> _Information shown_
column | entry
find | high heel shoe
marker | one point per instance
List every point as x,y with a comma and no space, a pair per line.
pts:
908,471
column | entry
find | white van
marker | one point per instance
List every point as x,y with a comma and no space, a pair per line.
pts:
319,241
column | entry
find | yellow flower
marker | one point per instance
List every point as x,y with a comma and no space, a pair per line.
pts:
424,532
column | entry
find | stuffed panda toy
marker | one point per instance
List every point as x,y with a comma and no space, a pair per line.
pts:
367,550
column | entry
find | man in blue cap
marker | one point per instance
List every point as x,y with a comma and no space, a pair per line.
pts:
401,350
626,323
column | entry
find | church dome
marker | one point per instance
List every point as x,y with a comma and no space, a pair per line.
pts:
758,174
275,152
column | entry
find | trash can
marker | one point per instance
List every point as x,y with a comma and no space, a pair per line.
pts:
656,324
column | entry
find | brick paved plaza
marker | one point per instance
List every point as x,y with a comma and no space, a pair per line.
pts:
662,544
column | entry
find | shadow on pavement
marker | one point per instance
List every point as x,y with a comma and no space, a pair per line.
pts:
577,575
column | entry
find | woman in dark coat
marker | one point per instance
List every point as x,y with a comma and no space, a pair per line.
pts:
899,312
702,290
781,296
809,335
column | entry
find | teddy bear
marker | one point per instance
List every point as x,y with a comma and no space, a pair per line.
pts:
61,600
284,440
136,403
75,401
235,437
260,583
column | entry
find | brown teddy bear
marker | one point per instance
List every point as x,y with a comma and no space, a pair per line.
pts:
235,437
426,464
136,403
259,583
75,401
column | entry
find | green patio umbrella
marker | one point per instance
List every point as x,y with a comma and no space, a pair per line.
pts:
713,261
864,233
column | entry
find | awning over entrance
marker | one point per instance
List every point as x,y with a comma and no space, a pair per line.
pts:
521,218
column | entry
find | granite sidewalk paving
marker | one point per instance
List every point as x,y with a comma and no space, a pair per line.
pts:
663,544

> _Exercise aim_
Can you find every line in the entries above that contains the word "teddy", matching case exactly, and copy each of those lines?

> _Written response_
find | teddy bear
find | brown teddy bear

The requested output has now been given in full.